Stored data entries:
>>

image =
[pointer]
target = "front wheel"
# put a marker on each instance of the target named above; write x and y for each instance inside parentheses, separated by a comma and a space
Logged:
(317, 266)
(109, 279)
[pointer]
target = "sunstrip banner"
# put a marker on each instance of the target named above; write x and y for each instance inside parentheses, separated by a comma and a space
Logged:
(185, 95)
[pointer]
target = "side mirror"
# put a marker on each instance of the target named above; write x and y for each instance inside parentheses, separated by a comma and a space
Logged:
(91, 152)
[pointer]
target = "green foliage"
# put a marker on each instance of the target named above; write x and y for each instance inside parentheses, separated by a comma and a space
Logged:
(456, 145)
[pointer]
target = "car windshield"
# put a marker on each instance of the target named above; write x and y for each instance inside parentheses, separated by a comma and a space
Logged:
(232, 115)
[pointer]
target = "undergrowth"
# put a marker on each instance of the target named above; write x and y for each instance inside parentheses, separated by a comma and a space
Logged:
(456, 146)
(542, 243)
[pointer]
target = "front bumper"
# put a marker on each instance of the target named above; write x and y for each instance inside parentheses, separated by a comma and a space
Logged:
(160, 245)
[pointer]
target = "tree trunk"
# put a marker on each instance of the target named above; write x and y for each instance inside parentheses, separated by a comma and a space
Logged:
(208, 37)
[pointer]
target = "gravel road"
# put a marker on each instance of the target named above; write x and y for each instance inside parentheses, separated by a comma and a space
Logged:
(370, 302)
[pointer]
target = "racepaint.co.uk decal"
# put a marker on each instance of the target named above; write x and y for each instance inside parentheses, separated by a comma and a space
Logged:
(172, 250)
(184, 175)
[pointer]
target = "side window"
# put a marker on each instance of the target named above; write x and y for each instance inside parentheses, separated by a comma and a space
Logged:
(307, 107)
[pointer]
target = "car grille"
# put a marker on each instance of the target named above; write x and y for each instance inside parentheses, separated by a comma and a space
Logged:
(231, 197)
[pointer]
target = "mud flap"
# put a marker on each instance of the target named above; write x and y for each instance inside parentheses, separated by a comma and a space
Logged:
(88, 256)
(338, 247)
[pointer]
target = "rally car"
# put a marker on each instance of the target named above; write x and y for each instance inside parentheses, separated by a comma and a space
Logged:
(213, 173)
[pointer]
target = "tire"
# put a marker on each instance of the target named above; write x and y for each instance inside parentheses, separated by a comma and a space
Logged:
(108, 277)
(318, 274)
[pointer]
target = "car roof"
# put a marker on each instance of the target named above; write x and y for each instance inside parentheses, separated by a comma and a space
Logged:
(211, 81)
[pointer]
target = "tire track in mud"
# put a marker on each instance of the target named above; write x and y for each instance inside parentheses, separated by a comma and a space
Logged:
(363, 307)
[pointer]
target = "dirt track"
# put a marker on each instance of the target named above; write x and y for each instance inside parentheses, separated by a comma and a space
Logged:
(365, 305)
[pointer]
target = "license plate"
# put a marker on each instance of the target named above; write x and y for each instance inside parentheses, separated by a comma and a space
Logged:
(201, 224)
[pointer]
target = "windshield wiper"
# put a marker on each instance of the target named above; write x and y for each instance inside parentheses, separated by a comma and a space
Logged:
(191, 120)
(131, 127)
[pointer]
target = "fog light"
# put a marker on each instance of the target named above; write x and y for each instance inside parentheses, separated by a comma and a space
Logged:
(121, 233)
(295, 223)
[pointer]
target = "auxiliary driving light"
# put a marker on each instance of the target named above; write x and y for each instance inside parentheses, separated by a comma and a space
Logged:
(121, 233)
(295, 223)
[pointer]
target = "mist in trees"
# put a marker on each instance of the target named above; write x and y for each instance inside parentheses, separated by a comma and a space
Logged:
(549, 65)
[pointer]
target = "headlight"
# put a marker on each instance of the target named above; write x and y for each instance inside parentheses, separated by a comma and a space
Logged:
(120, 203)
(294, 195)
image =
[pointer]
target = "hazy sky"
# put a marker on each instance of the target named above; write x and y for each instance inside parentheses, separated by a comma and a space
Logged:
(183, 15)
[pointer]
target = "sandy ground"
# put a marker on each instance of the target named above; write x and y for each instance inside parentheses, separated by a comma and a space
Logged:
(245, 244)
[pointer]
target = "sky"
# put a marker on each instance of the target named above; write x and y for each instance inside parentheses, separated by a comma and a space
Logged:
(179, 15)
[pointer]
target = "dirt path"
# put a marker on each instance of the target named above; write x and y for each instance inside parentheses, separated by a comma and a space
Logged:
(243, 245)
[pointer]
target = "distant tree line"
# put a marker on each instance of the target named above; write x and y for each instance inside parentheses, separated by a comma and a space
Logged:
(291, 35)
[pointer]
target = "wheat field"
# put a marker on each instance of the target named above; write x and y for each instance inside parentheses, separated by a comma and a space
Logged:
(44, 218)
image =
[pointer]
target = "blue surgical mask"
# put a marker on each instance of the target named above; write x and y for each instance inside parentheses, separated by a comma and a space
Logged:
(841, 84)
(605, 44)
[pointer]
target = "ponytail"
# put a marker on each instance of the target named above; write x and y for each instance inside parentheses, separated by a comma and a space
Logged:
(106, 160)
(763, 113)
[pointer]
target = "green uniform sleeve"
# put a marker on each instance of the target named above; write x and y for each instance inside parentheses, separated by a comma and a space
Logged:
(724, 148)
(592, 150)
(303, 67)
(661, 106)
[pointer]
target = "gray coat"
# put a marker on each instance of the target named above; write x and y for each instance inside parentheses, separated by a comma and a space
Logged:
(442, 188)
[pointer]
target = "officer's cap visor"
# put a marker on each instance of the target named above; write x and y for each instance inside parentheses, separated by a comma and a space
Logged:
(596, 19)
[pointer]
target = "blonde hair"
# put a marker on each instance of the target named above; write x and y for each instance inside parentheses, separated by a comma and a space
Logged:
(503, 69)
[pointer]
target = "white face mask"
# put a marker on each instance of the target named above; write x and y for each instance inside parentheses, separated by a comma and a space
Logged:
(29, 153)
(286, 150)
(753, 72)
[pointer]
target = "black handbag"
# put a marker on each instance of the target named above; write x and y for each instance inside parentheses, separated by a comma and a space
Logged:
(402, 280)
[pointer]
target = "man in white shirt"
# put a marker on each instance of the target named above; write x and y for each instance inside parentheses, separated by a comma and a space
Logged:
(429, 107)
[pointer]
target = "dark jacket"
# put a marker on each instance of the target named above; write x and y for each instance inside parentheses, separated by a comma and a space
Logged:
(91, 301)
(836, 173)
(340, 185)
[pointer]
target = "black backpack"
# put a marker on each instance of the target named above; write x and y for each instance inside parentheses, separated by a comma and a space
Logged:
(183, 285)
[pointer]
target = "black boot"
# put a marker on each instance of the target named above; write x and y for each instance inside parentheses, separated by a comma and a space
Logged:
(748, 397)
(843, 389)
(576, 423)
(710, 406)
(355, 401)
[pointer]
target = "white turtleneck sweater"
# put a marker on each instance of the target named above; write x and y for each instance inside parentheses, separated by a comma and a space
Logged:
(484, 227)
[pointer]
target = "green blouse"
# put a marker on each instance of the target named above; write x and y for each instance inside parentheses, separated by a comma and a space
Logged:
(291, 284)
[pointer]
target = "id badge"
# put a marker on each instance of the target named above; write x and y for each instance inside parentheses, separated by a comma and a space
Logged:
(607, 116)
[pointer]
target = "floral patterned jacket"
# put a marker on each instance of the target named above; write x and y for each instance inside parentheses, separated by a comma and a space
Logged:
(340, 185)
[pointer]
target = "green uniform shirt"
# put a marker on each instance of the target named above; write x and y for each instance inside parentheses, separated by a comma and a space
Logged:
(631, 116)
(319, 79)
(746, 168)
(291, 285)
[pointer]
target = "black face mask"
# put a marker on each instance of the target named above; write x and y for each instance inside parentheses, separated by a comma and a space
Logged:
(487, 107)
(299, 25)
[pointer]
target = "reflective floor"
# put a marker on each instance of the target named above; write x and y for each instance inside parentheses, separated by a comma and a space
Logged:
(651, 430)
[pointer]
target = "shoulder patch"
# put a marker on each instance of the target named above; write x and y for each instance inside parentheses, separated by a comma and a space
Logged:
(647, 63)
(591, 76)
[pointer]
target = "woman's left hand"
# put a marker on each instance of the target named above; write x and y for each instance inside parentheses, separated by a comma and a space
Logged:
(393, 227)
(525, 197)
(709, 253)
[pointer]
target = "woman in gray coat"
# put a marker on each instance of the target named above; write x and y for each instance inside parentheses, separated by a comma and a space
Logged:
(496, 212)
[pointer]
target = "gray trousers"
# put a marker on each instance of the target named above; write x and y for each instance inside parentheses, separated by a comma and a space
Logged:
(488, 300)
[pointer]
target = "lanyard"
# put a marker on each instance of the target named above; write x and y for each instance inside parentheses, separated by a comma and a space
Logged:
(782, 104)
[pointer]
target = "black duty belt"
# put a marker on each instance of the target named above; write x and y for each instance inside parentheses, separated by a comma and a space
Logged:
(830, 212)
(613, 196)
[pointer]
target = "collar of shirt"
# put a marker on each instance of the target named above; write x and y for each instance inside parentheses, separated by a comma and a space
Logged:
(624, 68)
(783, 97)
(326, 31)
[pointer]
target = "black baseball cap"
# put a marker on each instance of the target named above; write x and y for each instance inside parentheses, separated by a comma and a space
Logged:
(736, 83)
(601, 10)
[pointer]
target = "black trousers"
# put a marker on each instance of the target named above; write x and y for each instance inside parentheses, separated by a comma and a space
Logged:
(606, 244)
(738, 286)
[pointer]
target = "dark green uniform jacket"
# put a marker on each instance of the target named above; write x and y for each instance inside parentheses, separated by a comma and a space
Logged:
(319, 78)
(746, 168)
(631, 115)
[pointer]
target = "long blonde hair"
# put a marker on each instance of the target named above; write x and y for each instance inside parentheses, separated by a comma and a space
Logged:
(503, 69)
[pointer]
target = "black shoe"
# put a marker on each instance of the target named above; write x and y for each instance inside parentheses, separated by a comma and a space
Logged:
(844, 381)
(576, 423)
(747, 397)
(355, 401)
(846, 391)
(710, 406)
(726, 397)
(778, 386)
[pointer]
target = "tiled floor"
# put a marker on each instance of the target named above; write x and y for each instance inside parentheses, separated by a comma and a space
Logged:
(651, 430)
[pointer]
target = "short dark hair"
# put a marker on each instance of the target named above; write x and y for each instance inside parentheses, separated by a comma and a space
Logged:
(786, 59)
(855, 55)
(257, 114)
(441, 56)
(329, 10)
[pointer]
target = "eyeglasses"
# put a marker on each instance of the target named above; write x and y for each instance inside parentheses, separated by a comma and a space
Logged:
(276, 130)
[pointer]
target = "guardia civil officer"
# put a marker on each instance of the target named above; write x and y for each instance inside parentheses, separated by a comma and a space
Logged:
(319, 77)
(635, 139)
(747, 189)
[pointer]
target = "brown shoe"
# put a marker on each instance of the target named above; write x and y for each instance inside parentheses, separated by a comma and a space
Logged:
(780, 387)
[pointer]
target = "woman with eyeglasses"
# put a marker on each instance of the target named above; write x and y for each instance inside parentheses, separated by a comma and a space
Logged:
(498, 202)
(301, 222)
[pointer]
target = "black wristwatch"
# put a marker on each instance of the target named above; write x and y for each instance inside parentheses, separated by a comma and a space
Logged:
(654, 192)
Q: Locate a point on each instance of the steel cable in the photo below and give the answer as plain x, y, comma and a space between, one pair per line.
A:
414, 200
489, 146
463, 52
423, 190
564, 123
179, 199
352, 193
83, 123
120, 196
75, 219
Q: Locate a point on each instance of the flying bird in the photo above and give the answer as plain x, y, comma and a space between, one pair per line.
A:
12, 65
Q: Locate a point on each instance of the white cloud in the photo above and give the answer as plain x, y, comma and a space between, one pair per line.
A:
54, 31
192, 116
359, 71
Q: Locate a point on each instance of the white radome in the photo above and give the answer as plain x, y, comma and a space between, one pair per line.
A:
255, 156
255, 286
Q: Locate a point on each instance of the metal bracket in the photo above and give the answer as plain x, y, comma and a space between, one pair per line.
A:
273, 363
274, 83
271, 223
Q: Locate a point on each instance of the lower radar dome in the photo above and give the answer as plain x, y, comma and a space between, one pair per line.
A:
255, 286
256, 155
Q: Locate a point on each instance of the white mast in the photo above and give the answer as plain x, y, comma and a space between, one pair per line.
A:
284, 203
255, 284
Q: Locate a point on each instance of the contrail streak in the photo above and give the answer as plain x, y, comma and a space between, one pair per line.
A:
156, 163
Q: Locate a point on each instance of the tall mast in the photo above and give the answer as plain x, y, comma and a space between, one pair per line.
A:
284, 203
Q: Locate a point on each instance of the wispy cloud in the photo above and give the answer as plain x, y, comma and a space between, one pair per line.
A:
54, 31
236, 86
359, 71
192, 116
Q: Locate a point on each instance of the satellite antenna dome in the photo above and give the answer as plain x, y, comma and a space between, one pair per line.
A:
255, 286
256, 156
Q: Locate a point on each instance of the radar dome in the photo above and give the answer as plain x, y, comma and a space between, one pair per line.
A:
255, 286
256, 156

<<

What you will do: Every line above that contains the word "radar" should be reported.

Response area:
Q: Locate a point on each instance of the lower radar dome in the photo above and give the answer as plain x, y, comma and a space between, one pair per line.
Q: Locate a point on each instance of the radar dome in the photo above and give the answer as plain x, y, comma and a space between, one pair per line.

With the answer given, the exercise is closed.